◆ Problem
The records below are to be copied exactly, with every picture left out.

◆ Extracted data
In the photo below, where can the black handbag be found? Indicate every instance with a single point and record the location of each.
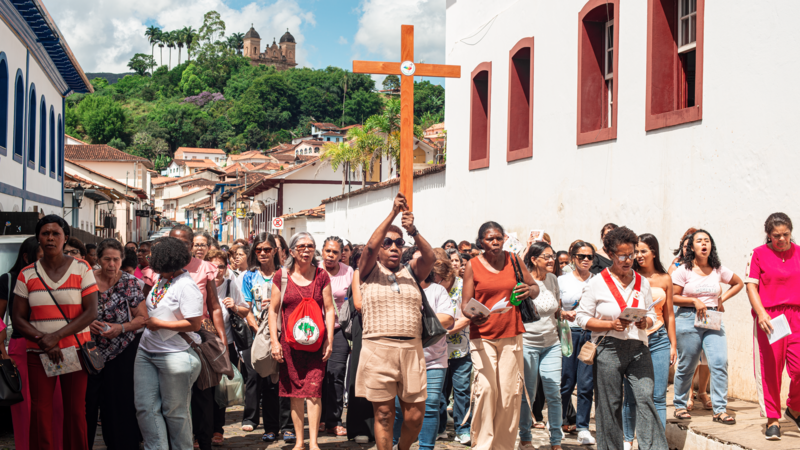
(10, 383)
(92, 358)
(432, 329)
(242, 334)
(527, 309)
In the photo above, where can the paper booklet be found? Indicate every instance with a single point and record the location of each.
(712, 321)
(69, 364)
(476, 307)
(780, 329)
(636, 314)
(165, 314)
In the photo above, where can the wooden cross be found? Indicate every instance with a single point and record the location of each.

◆ Task answer
In the photo below, where can the black handbag be found? Indicate every instance with a single point and record the location of each.
(10, 383)
(92, 358)
(432, 329)
(242, 334)
(527, 309)
In the photo above, where can the paper booklet be found? Indicate every instance with a single point and record the location of each.
(712, 321)
(69, 364)
(476, 307)
(780, 329)
(636, 314)
(165, 314)
In the photo above, where can the wooden cross be found? Indicate every instance with a single point and record the location of each.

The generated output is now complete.